**Tareas propuestas**
1) Copia del artículo sobre la empatía el fragmento que empieza en "Destacado, Pensamiento" y termina en "la población catalana.", y sustituye en él "empatía" por "simpatía".
2) Responde con datos del artículo sobre la empatía:
(a) ¿En qué año se publicó el ensayo Contra la empatía?
(b) ¿En qué año admitió Carme Forcadell en una entrevista que quizá no habían sentido «empatía» con los catalanes no independentistas?
(c) ¿Qué porcentaje de las personas con altas puntuaciones en el test de empatía optaron por adelantar a Sheri Summers?
3) Traduce al inglés esta oración del artículo sobre la empatía: «La razón nos dice que todas las vidas humanas valen lo mismo, pero a nuestra empatía le parecerá que vale más la de nuestro vecino que la de alguien que vive al otro lado del mundo, a quien difícilmente llegaremos a compadecer.»

**Texto del documento**
Destacado, Pensamiento

El tenue destello de la benevolencia

«Reconozco, señor, que no me afectan mucho los sufrimientos de los demás, como sí afectan a algunas personas, o hacen ver que les afectan. Pero sé que haría cuanto estuviera en mi mano para aliviarles». — James Boswell

En 2019, mientras cumplía condena en prisión por su participación en la promoción unilateral de la independencia de Cataluña, Carme Forcadell sorprendió a partidarios y detractores admitiendo en una entrevista que quizá no habían sentido «empatía» con los catalanes no independentistas. «A buenas horas», pensaron muchos. Pero su reflexión no solo llegaba tarde, sino que ponía de manifiesto un error de fondo: no debería haber esperado a sentir empatía para respetar los derechos de la mitad de la población catalana.

Además de una palabra odiosa por cursi y manoseada, la empatía es una pobre guía moral. Es lo que defiende el psicólogo Paul Bloom en Contra la empatía (Taurus), un ensayo publicado en 2016. Según Bloom, el problema de la empatía es que funciona como un foco que se centra solo en ciertas personas y en el aquí y el ahora, respondiendo además a nuestros prejuicios. Es un foco en el sentido de que nos ayuda a dar luz al sufrimiento ajeno, pero al coste de oscurecer todo lo demás. La razón nos dice que todas las vidas humanas valen lo mismo, pero a nuestra empatía le parecerá que vale más la de nuestro vecino que la de alguien que vive al otro lado del mundo, a quien difícilmente llegaremos a compadecer. Bloom se apoya en numerosos estudios para respaldar su tesis. Para no aburrir al lector, explicaré solo uno. En un experimento, los participantes debían decidir si adelantarían a una niña llamada Sheri Summers, enferma terminal, en una cola de trasplantes, a sabiendas de que si decidían hacerlo otros niños con mayor prioridad perderían la oportunidad de recibir el tratamiento antes. La enfermedad y los sufrimientos de Sheri eran descritos al detalle. Los resultados fueron impresionantes: el 75% de las personas que habían obtenido altas puntuaciones en un test de empatía optaron por adelantarla, mientras que solo un tercio de aquellos con menor empatía tomó esa decisión. Todos podemos coincidir en que lo más justo en este caso hubiera sido dejar la compasión a un lado.

[Entradas de datos almacenadas]
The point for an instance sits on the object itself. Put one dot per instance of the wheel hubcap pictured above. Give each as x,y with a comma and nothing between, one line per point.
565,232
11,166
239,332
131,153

**Respuestas**
1)
Destacado, Pensamiento

El tenue destello de la benevolencia

«Reconozco, señor, que no me afectan mucho los sufrimientos de los demás, como sí afectan a algunas personas, o hacen ver que les afectan. Pero sé que haría cuanto estuviera en mi mano para aliviarles». — James Boswell

En 2019, mientras cumplía condena en prisión por su participación en la promoción unilateral de la independencia de Cataluña, Carme Forcadell sorprendió a partidarios y detractores admitiendo en una entrevista que quizá no habían sentido «simpatía» con los catalanes no independentistas. «A buenas horas», pensaron muchos. Pero su reflexión no solo llegaba tarde, sino que ponía de manifiesto un error de fondo: no debería haber esperado a sentir simpatía para respetar los derechos de la mitad de la población catalana.

2)
(a) En 2016.
(b) En 2019.
(c) El 75%.

3) Reason tells us that all human lives are worth the same, but to our empathy the life of our neighbor will seem worth more than that of someone who lives on the other side of the world, whom we will hardly ever come to pity.